Text shown
# Two-sided Marketplace Project...



## VKALFIERI (Apr 12, 2017)

Hi, 

So, for my software development course, we have to create a Ruby On Rails app that is a two-sided marketplace, and I'm considering creating a two-sided marketplace for writers.

What features would you want in a two-sided marketplace for writers?

Would you consider Wattpad a two-sided marketplace?


----------



## TheDustyZebra (Apr 12, 2017)

What's a two-sided marketplace?


----------



## VKALFIERI (Apr 12, 2017)

A two-sided-marketplace business model is a platform for economic exchange between two distinct user groups that provide each other with the benefits of a large network.


----------



## Kerrybuchanan (Apr 12, 2017)

VKALFIERI said:


> A two-sided-marketplace business model is a platform for economic exchange between two distinct user groups that provide each other with the benefits of a large network.



Nope. I'm no wiser....


----------



## Jo Zebedee (Apr 12, 2017)

Kerrybuchanan said:


> Nope. I'm no wiser....



They're pretty common and, as ever, management jargon aims to confuse. 

Basically they are a product or service that supports two different user bases. So credit card companies support both the users and the retailers (and the banks). Or yellow pages supports both 
advertisers and the users. 

Whereas a shop - even though it supports its bank by using its services - is placed to support a specific service user (the customer). But a post office counter supports both the customer and eg the banks who use it for lodgements etc 

For books I think libraries qualify - they support both the authors and publishers and the readers. 

Is Wattpad two-sided? Possibly - it supports both the writing community and the readers.


----------



## Kerrybuchanan (Apr 12, 2017)

Yes, that makes it clearer!


----------



## VKALFIERI (Apr 17, 2017)

So my idea for this project is to create a space for authors who would like beta readers called "Beta Share(name could change)". I think this would qualify as a two-sided marketplace. It would involve the readers having to bid on stories they'd like to read based on descriptions posted by the authors. The authors would only be able to charge a maximum of $5 per story and bids would be at $0.10 increments. Does that sound reasonable?


----------



## Nick B (Apr 17, 2017)

I may be missing the point here. Are you suggesting Beta readers paying to provide a service? Because that would sort of suck.

I've heard of beta readers who charge, is that what you mean?


----------



## Vaz (Apr 17, 2017)

Beta readers having to buy stories would kinda suck, if that's the plan.


----------



## tinkerdan (Apr 17, 2017)

Agreed:


Vaz said:


> Beta readers having to buy stories would kinda suck, if that's the plan.


A duplex marketplace needs to offer something of value to each side.
The value to a writer is a beta reader (specifically one that will have valid and valuable input).
The value to the Beta reader is a chance to read something new for free.
Same with ARC readers.
Which brings to mind perhaps a site that connects ARC books to readers-since one goal of that is to obtain Advanced Reviews for an up-coming work.

Sounds like you are trying to set up something to make money for someone. Which is not bad. But if it's to keep the site maintained then I'd think that the money would come from the authors and not the readers.

It would go the other way if you were offering discounted finished works.


----------



## VKALFIERI (Apr 17, 2017)

It's totally okay, because I've flipped this idea and decided to make it a place to sell old books. Like eBay's book section, but specifically just for books. No other content.

The name of my project will be: Book Ends - new beginnings for old books.

Also, a place already exists that offers a similar service to the beta reader idea, it's called betareaders.com.au and has editors and published authors who offer their opinion on your work on a fee based system. So they charge a fee to have your story read....


----------

Dataset records
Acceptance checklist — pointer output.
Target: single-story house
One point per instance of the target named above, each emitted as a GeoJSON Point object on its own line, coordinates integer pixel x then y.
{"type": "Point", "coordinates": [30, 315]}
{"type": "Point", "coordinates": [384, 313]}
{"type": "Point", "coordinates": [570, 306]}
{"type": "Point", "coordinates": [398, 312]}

Exercises
1 - In the marketplace thread, what name does VKALFIERI finally give the project?
2 - Repeat the passage of the marketplace thread that begins at the words "It would go" and stops after "for old books.".

Per-task answers
1 - Book Ends - new beginnings for old books.

2 -
It would go the other way if you were offering discounted finished works.


----------



## VKALFIERI (Apr 17, 2017)

It's totally okay, because I've flipped this idea and decided to make it a place to sell old books. Like eBay's book section, but specifically just for books. No other content.

The name of my project will be: Book Ends - new beginnings for old books.